- _Texte fourni_
- - - -

Quant à mes amies, quand elles ont du temps et que l’on peut se rencontrer, l’œil toujours rivé sur le téléphone ou la montre, elles n’arrêtent pas de parler de leurs histoires de maison, de mari et d’enfants. Après les avoir poliment entendues, les unes terminent en prenant un air terriblement affligé, les sourcils en accent circonflexe. Elles osent me demander quand viendra le jour où je leur présenterai un heureux élu et qu’il serait quand même grand temps de faire des enfants. Et elles continuent. «Franchement, on se demande où ils ont les yeux ces hommes. Tu es si jolie, intelligente, avec un super job. On se fait une soirée et on te présente le frère du meilleur ami de …». Hébétée, insensible, je n’ai même pas envie de leur rétorquer que ça ne m’intéresse pas. Les autres, visiblement très mal dans leur mariage, affirment que j’ai une chance inouïe d’être encore célibataire et de ne surtout pas commettre d’erreur fatale, ou du moins de prendre encore mon temps; qu’il est certain que, les premiers temps du mariage, tout est si magique. Mais peu à peu, on se rend compte de l’arnaque. Pourquoi se précipiter pour aller direct dans un guet-apens où l’on devra s’affoler pour deux en faisant les interminables courses, rangements, lavages, repassages, repas, vaisselles. Et qu’au moins, moi, je ne peux me faire belle tout le temps et tranquillement, que je m’habille avec ce qui me plaît et que je mange aussi ce qui me plaît. Qu’elles ne m’imaginent pas paniquer pour mettre en état la salle de bain après mon bain et celui des autres. Qu’en plus, je n’ai pas à temps plein un bonhomme machiavélique sur le dos et des mioches entre les pattes qui n’arrêtent pas de se chamailler, ou qui sautent dans tous les sens en tirant avec eux le fond de tous les tiroirs qu’ils trouvent sur leur passage. Que ma maison doit certainement être bien propre et rangée et que je n’y trouve pas traîner tous les jouets et biscuits de la planète. Et qu’enfin, je dois faire des tas d’envieux au boulot tellement j’ai la mine sereine, sans inquiétude d’avoir à partager injustement ce que je gagne. Ce sont ces amies-là que j’embrasse, parce que leur discours approfondit mes convictions. Je suis triste pour elles, mais heureuse pour moi et le resterai pour un grand nombre d’années encore, inch Allah!».

- - - -

- _Consigne_
Reproduisez mot pour mot l'intégralité du texte fourni ci-dessus. Les lignes ci-dessous n'ont aucun rôle dans cet exercice.

- - - -

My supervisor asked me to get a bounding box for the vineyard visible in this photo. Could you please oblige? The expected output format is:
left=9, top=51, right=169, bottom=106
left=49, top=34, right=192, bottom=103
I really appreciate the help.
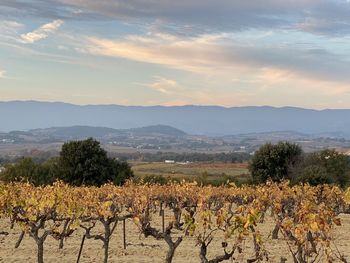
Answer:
left=0, top=182, right=350, bottom=263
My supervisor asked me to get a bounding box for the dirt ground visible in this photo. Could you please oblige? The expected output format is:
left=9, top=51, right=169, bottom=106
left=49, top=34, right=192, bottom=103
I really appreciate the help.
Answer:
left=0, top=215, right=350, bottom=263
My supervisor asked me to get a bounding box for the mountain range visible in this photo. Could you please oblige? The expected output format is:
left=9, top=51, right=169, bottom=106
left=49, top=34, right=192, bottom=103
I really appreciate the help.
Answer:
left=0, top=101, right=350, bottom=137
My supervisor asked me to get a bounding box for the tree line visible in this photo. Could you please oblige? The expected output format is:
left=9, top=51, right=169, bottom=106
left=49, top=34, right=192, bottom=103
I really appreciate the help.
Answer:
left=0, top=138, right=350, bottom=187
left=0, top=138, right=133, bottom=186
left=249, top=142, right=350, bottom=187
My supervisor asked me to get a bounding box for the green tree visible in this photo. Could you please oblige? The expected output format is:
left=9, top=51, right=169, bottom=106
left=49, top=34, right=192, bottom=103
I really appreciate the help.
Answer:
left=249, top=142, right=302, bottom=183
left=293, top=149, right=350, bottom=187
left=58, top=138, right=133, bottom=186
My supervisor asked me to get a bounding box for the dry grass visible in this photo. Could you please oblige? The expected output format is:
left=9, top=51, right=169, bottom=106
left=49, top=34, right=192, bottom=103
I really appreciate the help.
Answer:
left=0, top=214, right=350, bottom=263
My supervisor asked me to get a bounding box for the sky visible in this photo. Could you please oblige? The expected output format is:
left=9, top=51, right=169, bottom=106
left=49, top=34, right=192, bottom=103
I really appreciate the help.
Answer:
left=0, top=0, right=350, bottom=109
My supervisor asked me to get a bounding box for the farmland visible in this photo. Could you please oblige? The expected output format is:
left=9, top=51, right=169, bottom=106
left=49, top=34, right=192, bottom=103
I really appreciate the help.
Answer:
left=131, top=162, right=250, bottom=185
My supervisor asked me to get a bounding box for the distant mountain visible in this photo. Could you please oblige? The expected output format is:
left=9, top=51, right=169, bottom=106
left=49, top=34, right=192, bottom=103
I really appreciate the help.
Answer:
left=20, top=125, right=186, bottom=140
left=0, top=101, right=350, bottom=137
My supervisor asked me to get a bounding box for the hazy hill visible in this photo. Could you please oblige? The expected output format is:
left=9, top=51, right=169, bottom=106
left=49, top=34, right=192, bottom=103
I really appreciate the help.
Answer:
left=0, top=101, right=350, bottom=136
left=8, top=125, right=186, bottom=141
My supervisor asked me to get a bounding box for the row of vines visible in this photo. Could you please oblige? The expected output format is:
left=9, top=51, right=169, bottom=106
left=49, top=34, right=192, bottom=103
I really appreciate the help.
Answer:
left=0, top=182, right=350, bottom=263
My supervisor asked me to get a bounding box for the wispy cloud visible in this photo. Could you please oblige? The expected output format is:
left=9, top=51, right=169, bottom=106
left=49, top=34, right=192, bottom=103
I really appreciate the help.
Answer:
left=136, top=76, right=182, bottom=95
left=0, top=69, right=6, bottom=79
left=19, top=20, right=63, bottom=44
left=80, top=31, right=350, bottom=82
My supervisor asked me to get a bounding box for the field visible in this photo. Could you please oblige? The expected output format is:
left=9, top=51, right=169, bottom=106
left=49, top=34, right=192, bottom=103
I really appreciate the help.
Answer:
left=131, top=162, right=250, bottom=184
left=0, top=182, right=350, bottom=263
left=0, top=214, right=350, bottom=263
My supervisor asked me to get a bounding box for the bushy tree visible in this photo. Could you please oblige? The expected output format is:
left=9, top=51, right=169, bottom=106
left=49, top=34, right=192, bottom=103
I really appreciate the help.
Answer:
left=58, top=138, right=133, bottom=186
left=293, top=149, right=350, bottom=187
left=249, top=142, right=302, bottom=183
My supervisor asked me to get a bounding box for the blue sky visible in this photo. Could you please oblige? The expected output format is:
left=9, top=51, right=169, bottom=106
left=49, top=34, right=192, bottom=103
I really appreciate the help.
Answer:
left=0, top=0, right=350, bottom=109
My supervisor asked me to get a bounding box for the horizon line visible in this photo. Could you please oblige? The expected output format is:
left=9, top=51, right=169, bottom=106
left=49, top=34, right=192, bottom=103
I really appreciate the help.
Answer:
left=0, top=99, right=350, bottom=111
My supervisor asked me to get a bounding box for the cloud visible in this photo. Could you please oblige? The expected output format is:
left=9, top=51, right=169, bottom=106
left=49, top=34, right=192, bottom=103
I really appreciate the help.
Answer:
left=19, top=20, right=63, bottom=44
left=80, top=33, right=350, bottom=82
left=55, top=0, right=350, bottom=34
left=0, top=0, right=350, bottom=35
left=0, top=69, right=6, bottom=79
left=139, top=76, right=182, bottom=95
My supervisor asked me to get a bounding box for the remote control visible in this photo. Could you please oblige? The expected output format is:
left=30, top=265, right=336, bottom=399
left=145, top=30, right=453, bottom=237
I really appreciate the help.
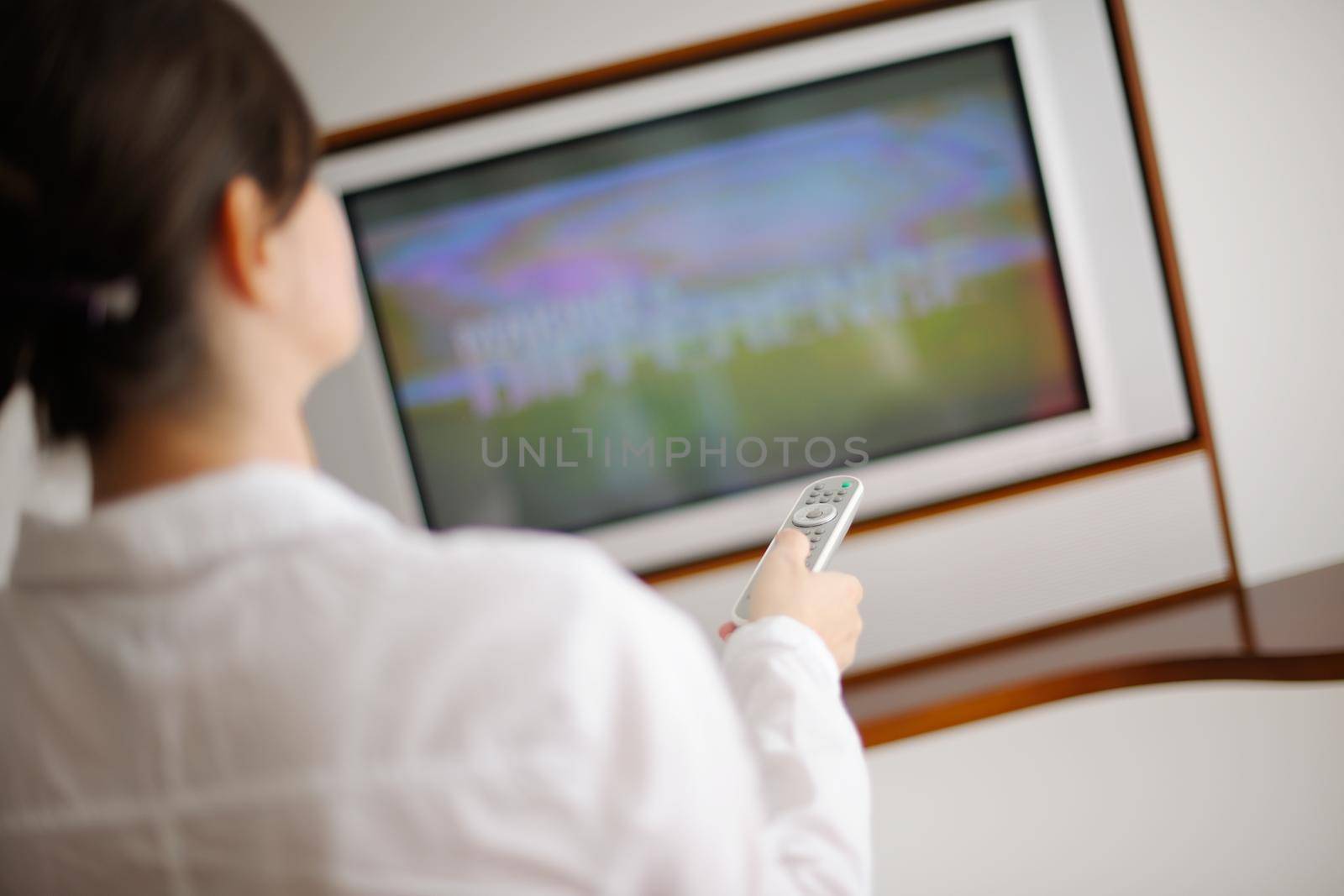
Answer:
left=732, top=475, right=863, bottom=625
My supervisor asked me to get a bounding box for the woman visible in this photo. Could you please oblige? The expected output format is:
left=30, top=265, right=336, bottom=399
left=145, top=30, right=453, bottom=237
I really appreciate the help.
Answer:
left=0, top=0, right=869, bottom=896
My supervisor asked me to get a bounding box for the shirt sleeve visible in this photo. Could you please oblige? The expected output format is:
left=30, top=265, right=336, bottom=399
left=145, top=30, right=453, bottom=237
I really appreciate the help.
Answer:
left=585, top=556, right=871, bottom=896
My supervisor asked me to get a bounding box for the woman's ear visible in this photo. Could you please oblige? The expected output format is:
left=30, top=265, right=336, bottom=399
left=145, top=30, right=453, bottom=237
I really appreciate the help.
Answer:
left=219, top=176, right=273, bottom=305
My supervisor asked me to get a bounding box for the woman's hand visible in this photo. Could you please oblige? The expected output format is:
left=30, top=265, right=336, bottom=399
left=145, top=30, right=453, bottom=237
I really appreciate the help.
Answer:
left=719, top=529, right=863, bottom=672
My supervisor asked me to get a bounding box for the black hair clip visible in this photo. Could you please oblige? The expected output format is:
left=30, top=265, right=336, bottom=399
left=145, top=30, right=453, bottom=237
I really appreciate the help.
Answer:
left=3, top=277, right=139, bottom=327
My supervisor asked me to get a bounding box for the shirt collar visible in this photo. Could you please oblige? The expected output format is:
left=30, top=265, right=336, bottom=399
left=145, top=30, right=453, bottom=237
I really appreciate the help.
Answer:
left=11, top=464, right=394, bottom=589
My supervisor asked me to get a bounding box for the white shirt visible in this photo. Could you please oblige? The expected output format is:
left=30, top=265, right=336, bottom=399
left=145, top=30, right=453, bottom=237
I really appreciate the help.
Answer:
left=0, top=464, right=869, bottom=896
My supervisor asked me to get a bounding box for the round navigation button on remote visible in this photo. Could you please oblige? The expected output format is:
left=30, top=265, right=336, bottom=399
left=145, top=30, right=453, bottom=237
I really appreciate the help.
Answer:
left=793, top=504, right=836, bottom=528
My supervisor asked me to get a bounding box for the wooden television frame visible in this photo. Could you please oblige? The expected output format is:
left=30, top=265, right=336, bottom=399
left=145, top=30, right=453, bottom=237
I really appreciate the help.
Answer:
left=312, top=0, right=1344, bottom=744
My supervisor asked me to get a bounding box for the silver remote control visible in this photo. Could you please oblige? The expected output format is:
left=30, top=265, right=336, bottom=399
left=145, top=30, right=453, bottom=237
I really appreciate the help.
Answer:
left=732, top=475, right=863, bottom=625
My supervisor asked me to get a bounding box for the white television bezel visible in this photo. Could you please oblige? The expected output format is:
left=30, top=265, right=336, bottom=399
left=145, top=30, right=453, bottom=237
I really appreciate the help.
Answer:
left=314, top=0, right=1194, bottom=571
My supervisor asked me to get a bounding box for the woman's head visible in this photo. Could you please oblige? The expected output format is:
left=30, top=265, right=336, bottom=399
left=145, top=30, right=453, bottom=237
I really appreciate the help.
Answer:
left=0, top=0, right=359, bottom=441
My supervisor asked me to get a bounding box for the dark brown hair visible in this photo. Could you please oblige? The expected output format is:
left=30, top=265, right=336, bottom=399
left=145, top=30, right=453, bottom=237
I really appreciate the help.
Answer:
left=0, top=0, right=318, bottom=441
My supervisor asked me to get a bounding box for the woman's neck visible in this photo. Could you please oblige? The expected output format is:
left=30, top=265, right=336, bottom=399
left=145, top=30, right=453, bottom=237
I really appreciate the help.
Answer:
left=89, top=407, right=314, bottom=504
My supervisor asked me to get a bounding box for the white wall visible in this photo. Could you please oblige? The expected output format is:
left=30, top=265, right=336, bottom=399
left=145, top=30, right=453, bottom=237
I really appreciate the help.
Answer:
left=1129, top=0, right=1344, bottom=584
left=869, top=683, right=1344, bottom=896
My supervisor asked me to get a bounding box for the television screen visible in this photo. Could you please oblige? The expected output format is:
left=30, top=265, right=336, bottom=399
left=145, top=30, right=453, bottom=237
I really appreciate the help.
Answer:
left=345, top=39, right=1087, bottom=531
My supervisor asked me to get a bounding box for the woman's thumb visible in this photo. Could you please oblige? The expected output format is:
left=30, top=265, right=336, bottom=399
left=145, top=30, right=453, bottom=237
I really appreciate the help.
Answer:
left=770, top=528, right=811, bottom=567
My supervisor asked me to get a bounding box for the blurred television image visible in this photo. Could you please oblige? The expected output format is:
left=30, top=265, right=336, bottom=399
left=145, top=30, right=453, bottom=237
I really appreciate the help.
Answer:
left=345, top=39, right=1089, bottom=531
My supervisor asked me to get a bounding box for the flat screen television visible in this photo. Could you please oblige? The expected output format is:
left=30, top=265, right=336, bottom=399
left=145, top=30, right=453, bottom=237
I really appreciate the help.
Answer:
left=324, top=3, right=1189, bottom=569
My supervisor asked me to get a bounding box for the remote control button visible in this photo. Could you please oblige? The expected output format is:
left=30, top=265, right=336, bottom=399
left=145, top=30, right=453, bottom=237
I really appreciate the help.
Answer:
left=793, top=504, right=836, bottom=528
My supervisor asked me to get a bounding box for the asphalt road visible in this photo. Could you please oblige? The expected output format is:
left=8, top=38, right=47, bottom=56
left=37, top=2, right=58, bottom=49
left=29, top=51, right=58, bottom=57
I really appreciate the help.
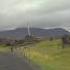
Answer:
left=0, top=53, right=33, bottom=70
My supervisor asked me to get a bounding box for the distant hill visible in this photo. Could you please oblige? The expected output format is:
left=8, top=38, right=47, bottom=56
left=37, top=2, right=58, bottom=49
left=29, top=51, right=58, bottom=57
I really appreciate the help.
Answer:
left=0, top=28, right=70, bottom=39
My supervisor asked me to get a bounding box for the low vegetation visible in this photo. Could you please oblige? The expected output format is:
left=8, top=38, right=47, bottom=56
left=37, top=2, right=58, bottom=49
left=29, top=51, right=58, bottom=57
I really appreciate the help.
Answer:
left=0, top=45, right=10, bottom=53
left=20, top=40, right=70, bottom=70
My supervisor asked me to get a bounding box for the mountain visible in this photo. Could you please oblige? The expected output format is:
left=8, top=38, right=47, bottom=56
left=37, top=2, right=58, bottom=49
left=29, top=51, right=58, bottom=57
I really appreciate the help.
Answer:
left=0, top=28, right=70, bottom=39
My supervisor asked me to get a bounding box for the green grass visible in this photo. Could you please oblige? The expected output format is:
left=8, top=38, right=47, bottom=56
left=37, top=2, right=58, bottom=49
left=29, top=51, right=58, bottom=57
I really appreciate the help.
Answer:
left=18, top=40, right=70, bottom=70
left=0, top=45, right=10, bottom=53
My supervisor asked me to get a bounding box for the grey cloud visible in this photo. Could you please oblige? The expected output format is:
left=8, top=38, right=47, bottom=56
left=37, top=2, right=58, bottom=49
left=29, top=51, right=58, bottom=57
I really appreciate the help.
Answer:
left=0, top=0, right=70, bottom=30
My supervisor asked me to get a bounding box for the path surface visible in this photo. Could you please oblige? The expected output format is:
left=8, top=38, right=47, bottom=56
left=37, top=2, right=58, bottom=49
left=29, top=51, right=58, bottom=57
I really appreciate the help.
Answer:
left=0, top=53, right=33, bottom=70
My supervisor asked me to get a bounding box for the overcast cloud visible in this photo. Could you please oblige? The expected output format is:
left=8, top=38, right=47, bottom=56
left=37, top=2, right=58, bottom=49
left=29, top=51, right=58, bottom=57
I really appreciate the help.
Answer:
left=0, top=0, right=70, bottom=30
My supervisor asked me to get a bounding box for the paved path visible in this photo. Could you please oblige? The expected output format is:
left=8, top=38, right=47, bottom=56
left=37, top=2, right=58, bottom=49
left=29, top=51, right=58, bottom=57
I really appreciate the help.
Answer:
left=0, top=53, right=33, bottom=70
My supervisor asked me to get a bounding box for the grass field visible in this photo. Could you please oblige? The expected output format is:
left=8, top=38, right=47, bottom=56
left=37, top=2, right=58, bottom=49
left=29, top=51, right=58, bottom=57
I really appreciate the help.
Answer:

- - - -

- _Corrigé_
Quant à mes amies, quand elles ont du temps et que l’on peut se rencontrer, l’œil toujours rivé sur le téléphone ou la montre, elles n’arrêtent pas de parler de leurs histoires de maison, de mari et d’enfants. Après les avoir poliment entendues, les unes terminent en prenant un air terriblement affligé, les sourcils en accent circonflexe. Elles osent me demander quand viendra le jour où je leur présenterai un heureux élu et qu’il serait quand même grand temps de faire des enfants. Et elles continuent. «Franchement, on se demande où ils ont les yeux ces hommes. Tu es si jolie, intelligente, avec un super job. On se fait une soirée et on te présente le frère du meilleur ami de …». Hébétée, insensible, je n’ai même pas envie de leur rétorquer que ça ne m’intéresse pas. Les autres, visiblement très mal dans leur mariage, affirment que j’ai une chance inouïe d’être encore célibataire et de ne surtout pas commettre d’erreur fatale, ou du moins de prendre encore mon temps; qu’il est certain que, les premiers temps du mariage, tout est si magique. Mais peu à peu, on se rend compte de l’arnaque. Pourquoi se précipiter pour aller direct dans un guet-apens où l’on devra s’affoler pour deux en faisant les interminables courses, rangements, lavages, repassages, repas, vaisselles. Et qu’au moins, moi, je ne peux me faire belle tout le temps et tranquillement, que je m’habille avec ce qui me plaît et que je mange aussi ce qui me plaît. Qu’elles ne m’imaginent pas paniquer pour mettre en état la salle de bain après mon bain et celui des autres. Qu’en plus, je n’ai pas à temps plein un bonhomme machiavélique sur le dos et des mioches entre les pattes qui n’arrêtent pas de se chamailler, ou qui sautent dans tous les sens en tirant avec eux le fond de tous les tiroirs qu’ils trouvent sur leur passage. Que ma maison doit certainement être bien propre et rangée et que je n’y trouve pas traîner tous les jouets et biscuits de la planète. Et qu’enfin, je dois faire des tas d’envieux au boulot tellement j’ai la mine sereine, sans inquiétude d’avoir à partager injustement ce que je gagne. Ce sont ces amies-là que j’embrasse, parce que leur discours approfondit mes convictions. Je suis triste pour elles, mais heureuse pour moi et le resterai pour un grand nombre d’années encore, inch Allah!».